Problem statement
Copy the items from the line holding "Please place a point on the black coat" through the end of the items, inclusive, swapping "dark brown" for "espresso" and keeping everything else the same. Leave the pictures out of your answer.

Data provided
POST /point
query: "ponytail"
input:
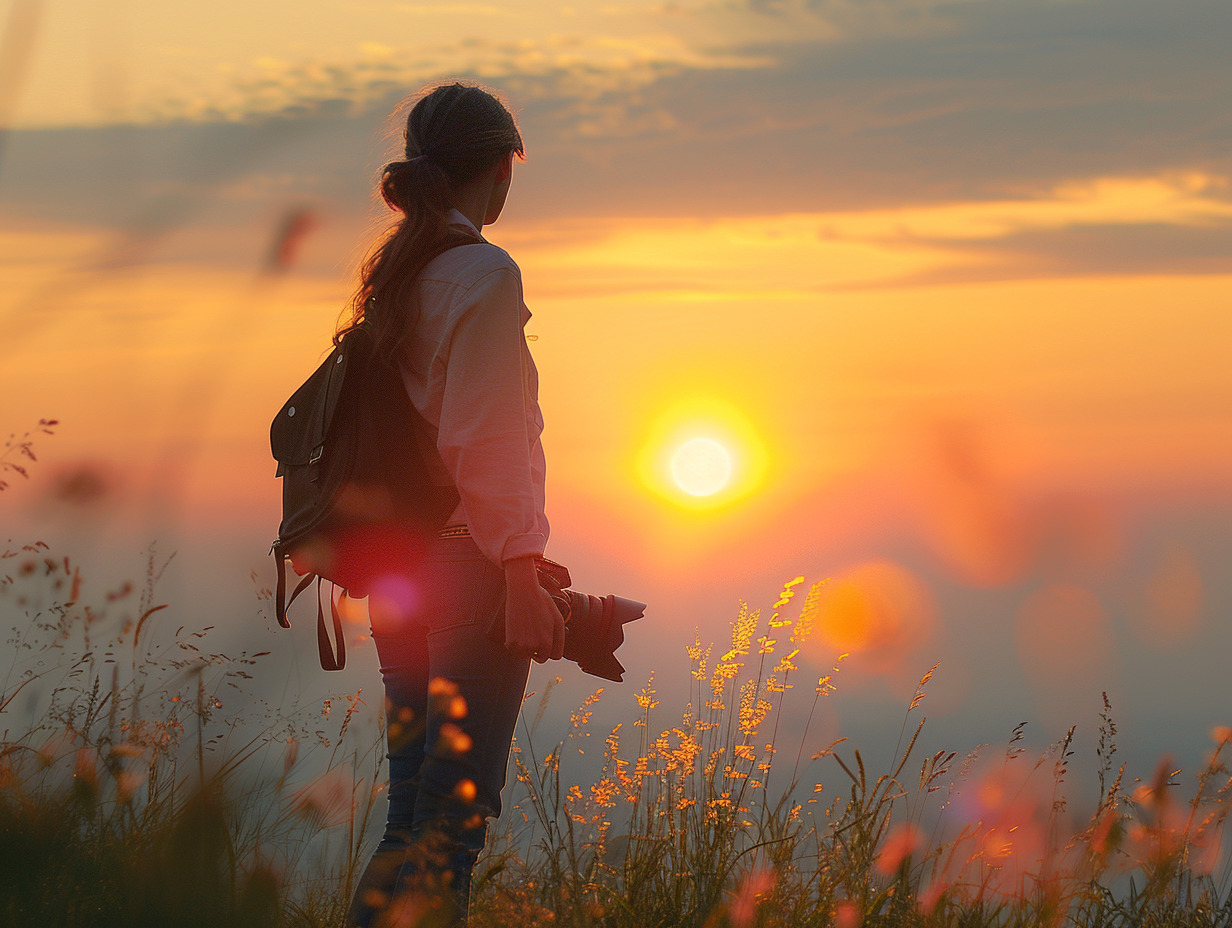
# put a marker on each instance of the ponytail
(453, 134)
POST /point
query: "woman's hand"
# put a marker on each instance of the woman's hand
(534, 626)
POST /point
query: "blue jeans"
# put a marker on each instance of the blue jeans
(452, 698)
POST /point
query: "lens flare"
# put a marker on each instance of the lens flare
(701, 467)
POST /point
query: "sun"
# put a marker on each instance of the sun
(701, 467)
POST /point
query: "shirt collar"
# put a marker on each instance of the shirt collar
(455, 217)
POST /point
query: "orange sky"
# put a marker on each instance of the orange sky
(951, 287)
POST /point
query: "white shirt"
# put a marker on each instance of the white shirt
(470, 374)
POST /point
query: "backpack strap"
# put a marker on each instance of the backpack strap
(281, 604)
(329, 658)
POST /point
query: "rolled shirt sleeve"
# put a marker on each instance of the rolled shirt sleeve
(490, 422)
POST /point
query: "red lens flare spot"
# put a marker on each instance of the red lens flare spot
(879, 610)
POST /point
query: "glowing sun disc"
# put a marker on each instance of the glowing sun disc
(701, 467)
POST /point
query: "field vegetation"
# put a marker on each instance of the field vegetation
(143, 784)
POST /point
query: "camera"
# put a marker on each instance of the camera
(594, 626)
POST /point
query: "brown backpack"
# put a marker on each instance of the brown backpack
(357, 498)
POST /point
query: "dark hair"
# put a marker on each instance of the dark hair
(453, 134)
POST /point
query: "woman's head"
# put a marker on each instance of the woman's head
(455, 134)
(458, 137)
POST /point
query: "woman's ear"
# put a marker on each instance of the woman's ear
(505, 168)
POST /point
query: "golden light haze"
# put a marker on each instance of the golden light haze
(949, 281)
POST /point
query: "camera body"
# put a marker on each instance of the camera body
(594, 626)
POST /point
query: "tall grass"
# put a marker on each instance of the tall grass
(128, 796)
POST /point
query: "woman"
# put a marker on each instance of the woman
(452, 321)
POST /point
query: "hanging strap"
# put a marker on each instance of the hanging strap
(330, 659)
(281, 604)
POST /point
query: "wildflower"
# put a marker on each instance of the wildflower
(848, 915)
(328, 800)
(743, 908)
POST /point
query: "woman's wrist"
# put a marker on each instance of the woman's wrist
(520, 571)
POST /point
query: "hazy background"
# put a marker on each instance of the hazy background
(951, 280)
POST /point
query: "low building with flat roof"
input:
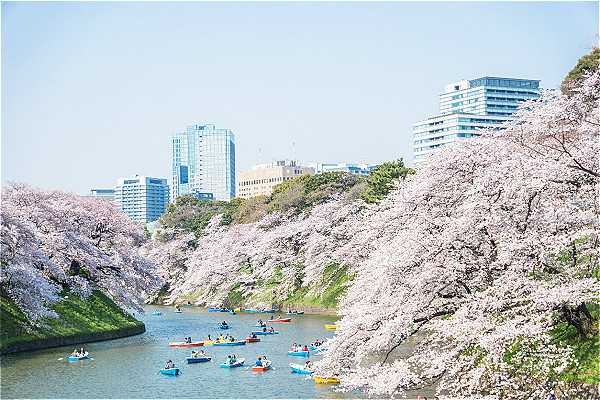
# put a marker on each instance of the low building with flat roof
(261, 179)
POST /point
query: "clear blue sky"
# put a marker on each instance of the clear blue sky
(91, 91)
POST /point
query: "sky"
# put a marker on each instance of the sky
(92, 91)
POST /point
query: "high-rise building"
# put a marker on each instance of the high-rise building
(103, 194)
(142, 198)
(361, 169)
(468, 106)
(263, 177)
(204, 163)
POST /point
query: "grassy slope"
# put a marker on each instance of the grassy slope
(587, 354)
(77, 316)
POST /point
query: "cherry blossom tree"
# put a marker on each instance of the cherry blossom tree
(52, 239)
(480, 256)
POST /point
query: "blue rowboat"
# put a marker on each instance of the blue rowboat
(298, 353)
(192, 360)
(300, 369)
(237, 343)
(170, 371)
(239, 363)
(79, 358)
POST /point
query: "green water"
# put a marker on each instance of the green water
(127, 368)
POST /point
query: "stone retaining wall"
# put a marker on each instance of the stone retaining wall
(72, 339)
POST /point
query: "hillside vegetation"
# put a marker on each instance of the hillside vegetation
(293, 246)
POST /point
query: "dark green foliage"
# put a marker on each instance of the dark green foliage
(381, 178)
(192, 215)
(587, 64)
(76, 316)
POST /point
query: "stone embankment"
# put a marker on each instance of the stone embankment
(38, 344)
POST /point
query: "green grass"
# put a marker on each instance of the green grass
(333, 279)
(587, 354)
(76, 316)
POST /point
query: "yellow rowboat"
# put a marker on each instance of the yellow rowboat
(326, 381)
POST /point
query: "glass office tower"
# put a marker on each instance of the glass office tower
(142, 198)
(468, 106)
(204, 163)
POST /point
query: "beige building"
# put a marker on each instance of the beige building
(263, 177)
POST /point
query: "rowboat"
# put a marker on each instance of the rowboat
(79, 358)
(298, 353)
(192, 360)
(256, 368)
(184, 344)
(237, 343)
(170, 371)
(300, 369)
(320, 381)
(239, 363)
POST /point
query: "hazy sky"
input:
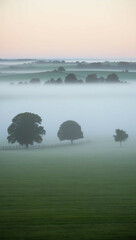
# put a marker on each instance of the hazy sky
(67, 28)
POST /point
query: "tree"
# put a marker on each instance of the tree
(59, 80)
(69, 130)
(35, 80)
(120, 136)
(112, 78)
(92, 78)
(71, 78)
(61, 69)
(25, 129)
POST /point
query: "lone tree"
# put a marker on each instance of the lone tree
(120, 136)
(69, 130)
(25, 129)
(35, 80)
(92, 78)
(61, 69)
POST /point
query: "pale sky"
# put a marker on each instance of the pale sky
(67, 28)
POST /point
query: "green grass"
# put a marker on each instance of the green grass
(82, 194)
(44, 76)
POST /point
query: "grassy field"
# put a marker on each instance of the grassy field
(73, 193)
(46, 72)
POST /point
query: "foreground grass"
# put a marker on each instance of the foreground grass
(76, 193)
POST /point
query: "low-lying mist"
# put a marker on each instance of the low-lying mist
(99, 109)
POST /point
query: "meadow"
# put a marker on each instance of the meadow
(77, 192)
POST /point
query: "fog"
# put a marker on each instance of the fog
(99, 109)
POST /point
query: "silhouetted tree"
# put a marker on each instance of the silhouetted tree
(70, 130)
(61, 69)
(59, 80)
(71, 78)
(120, 136)
(35, 80)
(92, 78)
(112, 78)
(25, 129)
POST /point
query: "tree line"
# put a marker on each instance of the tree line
(26, 129)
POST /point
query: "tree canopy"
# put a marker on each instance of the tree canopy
(71, 78)
(25, 129)
(69, 130)
(120, 136)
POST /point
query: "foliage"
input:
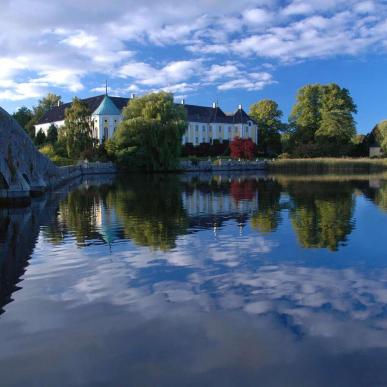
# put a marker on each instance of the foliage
(380, 134)
(322, 117)
(268, 216)
(268, 117)
(217, 148)
(23, 116)
(40, 138)
(77, 132)
(52, 134)
(149, 137)
(242, 148)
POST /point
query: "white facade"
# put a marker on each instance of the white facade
(104, 126)
(198, 132)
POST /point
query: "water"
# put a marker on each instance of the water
(197, 281)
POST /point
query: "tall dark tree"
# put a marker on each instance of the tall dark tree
(268, 117)
(149, 137)
(77, 131)
(52, 134)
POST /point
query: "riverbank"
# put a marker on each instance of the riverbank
(222, 165)
(327, 165)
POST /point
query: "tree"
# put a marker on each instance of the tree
(268, 117)
(52, 134)
(77, 131)
(23, 116)
(323, 116)
(40, 138)
(149, 137)
(380, 135)
(242, 148)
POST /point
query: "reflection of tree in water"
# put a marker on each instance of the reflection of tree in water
(79, 211)
(321, 213)
(150, 209)
(19, 230)
(378, 194)
(268, 216)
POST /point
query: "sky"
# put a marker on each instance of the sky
(233, 52)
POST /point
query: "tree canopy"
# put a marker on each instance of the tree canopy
(380, 134)
(268, 117)
(149, 136)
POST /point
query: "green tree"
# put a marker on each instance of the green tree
(23, 116)
(268, 215)
(77, 132)
(322, 120)
(40, 138)
(321, 213)
(268, 117)
(52, 134)
(149, 137)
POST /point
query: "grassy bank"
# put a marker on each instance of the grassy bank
(327, 165)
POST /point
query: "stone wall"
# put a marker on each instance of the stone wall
(24, 171)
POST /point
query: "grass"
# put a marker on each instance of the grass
(328, 165)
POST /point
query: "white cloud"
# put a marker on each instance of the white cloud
(253, 81)
(42, 46)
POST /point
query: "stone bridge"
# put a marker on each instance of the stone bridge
(24, 171)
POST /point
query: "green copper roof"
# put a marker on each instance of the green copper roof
(107, 108)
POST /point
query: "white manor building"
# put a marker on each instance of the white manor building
(205, 124)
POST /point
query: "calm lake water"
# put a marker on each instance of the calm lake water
(197, 281)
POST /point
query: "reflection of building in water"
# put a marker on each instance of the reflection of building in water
(212, 203)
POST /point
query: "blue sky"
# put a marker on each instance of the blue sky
(205, 50)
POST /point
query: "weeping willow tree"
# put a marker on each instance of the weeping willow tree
(149, 136)
(321, 214)
(268, 216)
(150, 209)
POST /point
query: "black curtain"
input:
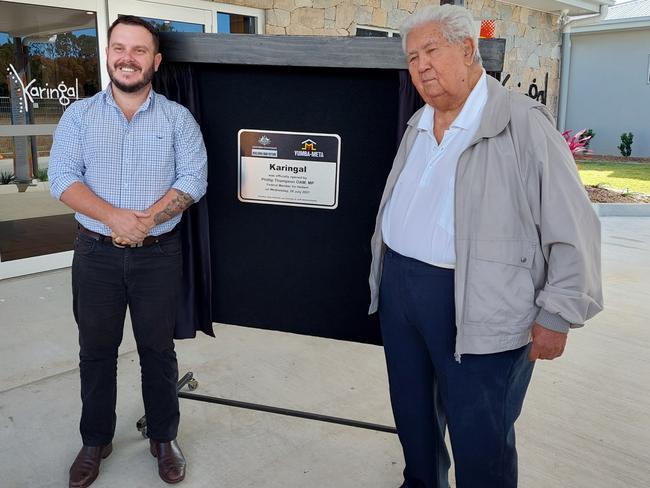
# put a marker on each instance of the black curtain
(291, 269)
(178, 83)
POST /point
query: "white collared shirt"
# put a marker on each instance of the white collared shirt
(419, 218)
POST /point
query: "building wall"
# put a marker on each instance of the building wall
(532, 37)
(609, 90)
(533, 47)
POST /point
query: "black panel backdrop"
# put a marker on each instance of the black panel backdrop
(291, 269)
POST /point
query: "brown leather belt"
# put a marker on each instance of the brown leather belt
(148, 241)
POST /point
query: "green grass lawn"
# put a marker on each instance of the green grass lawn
(634, 178)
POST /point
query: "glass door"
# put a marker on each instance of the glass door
(49, 58)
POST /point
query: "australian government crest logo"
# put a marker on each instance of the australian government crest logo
(264, 150)
(308, 149)
(264, 141)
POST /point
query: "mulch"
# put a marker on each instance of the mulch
(604, 195)
(611, 159)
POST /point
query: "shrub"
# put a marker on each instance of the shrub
(578, 142)
(6, 177)
(626, 144)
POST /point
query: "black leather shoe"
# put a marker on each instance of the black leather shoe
(85, 468)
(171, 463)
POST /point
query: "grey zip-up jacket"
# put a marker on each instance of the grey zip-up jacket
(527, 239)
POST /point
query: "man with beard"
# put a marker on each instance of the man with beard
(129, 162)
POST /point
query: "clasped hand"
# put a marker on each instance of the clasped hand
(129, 226)
(547, 344)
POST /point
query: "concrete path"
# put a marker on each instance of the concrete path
(586, 421)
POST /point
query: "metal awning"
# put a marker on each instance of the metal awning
(22, 20)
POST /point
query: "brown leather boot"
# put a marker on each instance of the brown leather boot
(85, 468)
(171, 462)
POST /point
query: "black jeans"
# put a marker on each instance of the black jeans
(105, 279)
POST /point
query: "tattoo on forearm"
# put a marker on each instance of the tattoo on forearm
(178, 204)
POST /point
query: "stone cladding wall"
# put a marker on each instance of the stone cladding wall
(532, 37)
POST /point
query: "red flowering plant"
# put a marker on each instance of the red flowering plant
(578, 143)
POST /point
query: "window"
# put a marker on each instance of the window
(236, 23)
(173, 26)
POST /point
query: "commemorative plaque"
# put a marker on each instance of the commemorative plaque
(288, 168)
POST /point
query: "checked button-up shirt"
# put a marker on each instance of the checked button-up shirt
(128, 164)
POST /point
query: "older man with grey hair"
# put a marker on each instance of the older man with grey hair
(486, 252)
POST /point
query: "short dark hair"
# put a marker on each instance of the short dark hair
(134, 20)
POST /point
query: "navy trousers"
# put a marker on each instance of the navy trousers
(478, 399)
(105, 280)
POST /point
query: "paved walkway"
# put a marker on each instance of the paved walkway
(586, 421)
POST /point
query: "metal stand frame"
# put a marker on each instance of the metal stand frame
(192, 384)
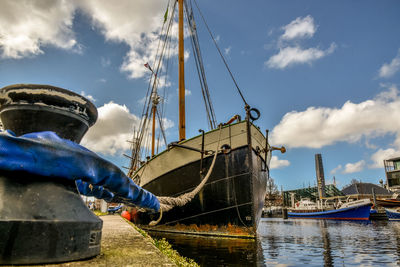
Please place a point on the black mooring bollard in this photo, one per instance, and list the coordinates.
(284, 213)
(42, 219)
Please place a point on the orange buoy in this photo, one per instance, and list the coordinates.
(126, 215)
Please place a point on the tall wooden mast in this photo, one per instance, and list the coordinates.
(182, 130)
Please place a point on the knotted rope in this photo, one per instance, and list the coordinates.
(167, 203)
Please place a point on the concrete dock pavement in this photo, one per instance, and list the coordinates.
(123, 245)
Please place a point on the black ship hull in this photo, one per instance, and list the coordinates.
(234, 194)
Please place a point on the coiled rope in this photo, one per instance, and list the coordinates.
(167, 203)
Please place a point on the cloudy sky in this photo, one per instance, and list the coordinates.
(324, 74)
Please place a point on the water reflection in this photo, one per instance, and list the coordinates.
(298, 243)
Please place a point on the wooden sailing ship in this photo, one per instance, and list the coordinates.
(235, 191)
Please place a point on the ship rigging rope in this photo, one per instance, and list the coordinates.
(220, 53)
(167, 203)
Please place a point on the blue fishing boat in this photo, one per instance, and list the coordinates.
(359, 210)
(393, 214)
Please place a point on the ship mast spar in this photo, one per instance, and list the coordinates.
(182, 130)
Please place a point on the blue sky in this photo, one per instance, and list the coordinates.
(324, 74)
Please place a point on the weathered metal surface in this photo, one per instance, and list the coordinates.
(43, 219)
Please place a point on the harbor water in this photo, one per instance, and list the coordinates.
(298, 242)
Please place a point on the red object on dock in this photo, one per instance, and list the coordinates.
(126, 215)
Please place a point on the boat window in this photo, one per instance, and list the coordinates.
(396, 165)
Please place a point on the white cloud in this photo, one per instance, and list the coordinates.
(90, 97)
(105, 62)
(26, 26)
(354, 167)
(389, 69)
(337, 169)
(113, 128)
(382, 154)
(277, 163)
(289, 56)
(299, 28)
(321, 126)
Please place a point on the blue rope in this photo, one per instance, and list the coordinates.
(46, 154)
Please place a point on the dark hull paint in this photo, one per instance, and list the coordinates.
(388, 202)
(233, 195)
(352, 213)
(392, 214)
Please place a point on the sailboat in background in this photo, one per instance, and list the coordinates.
(235, 190)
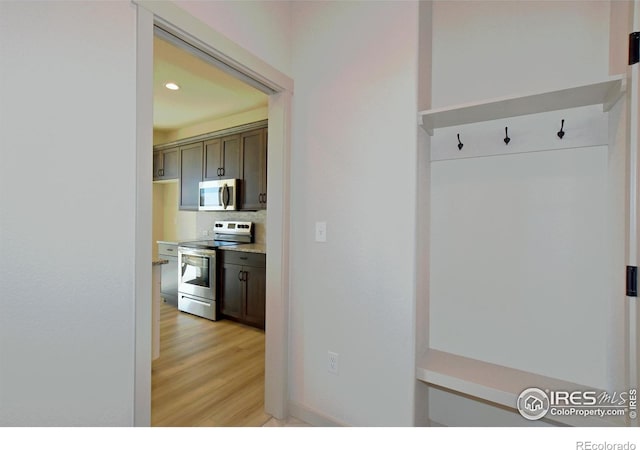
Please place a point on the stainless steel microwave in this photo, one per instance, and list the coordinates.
(218, 195)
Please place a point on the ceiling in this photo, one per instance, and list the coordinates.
(205, 93)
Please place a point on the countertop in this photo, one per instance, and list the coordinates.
(176, 242)
(249, 248)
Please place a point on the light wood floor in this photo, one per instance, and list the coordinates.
(208, 374)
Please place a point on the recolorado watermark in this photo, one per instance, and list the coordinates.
(589, 445)
(534, 404)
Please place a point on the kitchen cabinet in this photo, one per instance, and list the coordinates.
(253, 192)
(243, 287)
(169, 285)
(165, 164)
(222, 158)
(190, 175)
(241, 155)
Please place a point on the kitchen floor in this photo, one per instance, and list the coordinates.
(209, 374)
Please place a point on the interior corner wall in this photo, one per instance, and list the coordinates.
(262, 27)
(353, 167)
(67, 230)
(484, 50)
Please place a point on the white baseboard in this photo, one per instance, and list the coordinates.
(313, 417)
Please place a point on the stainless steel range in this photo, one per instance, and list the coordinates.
(197, 267)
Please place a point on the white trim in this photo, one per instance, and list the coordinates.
(190, 29)
(313, 417)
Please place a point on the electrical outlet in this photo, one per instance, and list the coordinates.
(332, 363)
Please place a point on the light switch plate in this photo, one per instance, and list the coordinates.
(321, 231)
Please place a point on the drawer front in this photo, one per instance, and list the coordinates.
(244, 258)
(197, 306)
(168, 249)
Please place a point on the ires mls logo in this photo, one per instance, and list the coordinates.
(534, 403)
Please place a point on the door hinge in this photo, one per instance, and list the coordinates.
(634, 47)
(632, 281)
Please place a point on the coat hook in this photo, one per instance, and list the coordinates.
(561, 133)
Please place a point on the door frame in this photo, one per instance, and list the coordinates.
(190, 29)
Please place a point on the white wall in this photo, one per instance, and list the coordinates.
(353, 166)
(262, 27)
(487, 49)
(490, 49)
(67, 131)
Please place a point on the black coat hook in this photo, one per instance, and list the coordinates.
(561, 133)
(507, 139)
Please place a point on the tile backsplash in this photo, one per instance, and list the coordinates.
(206, 219)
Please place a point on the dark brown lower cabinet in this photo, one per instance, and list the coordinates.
(242, 287)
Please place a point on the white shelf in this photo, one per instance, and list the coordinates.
(606, 92)
(496, 384)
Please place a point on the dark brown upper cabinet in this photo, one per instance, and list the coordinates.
(190, 175)
(165, 164)
(222, 158)
(253, 192)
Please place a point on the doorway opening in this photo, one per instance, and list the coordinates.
(279, 87)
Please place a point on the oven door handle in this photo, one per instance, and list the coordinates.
(225, 196)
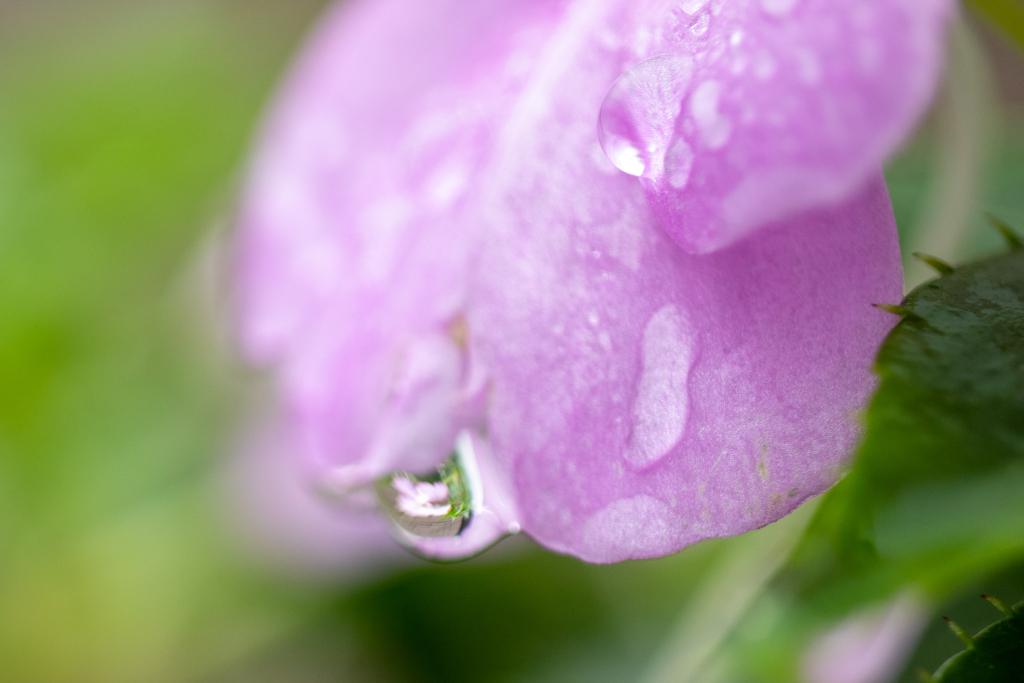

Full answer
Please place a point on the black coat hook in this photo, one per instance, and list the coordinates.
(561, 133)
(507, 139)
Please place a point on the tile backsplash in this photo, one per instance, and list the coordinates.
(206, 219)
Please place a point on the espresso lower cabinet in this photo, one per instance, and list the coordinates.
(242, 287)
Please place a point on the white shelf in this photo, one per instance, and list the coordinates.
(606, 92)
(496, 384)
Please place a point on the espresso upper cabinet in this photo, one per instance, and list the coordinates.
(190, 175)
(165, 164)
(222, 158)
(253, 192)
Please place a point on the doorway opening in this photo, one per instance, and list the coordinates.
(279, 87)
Please place a point on the oven door handle in this photo, one per instance, and list the coordinates.
(225, 196)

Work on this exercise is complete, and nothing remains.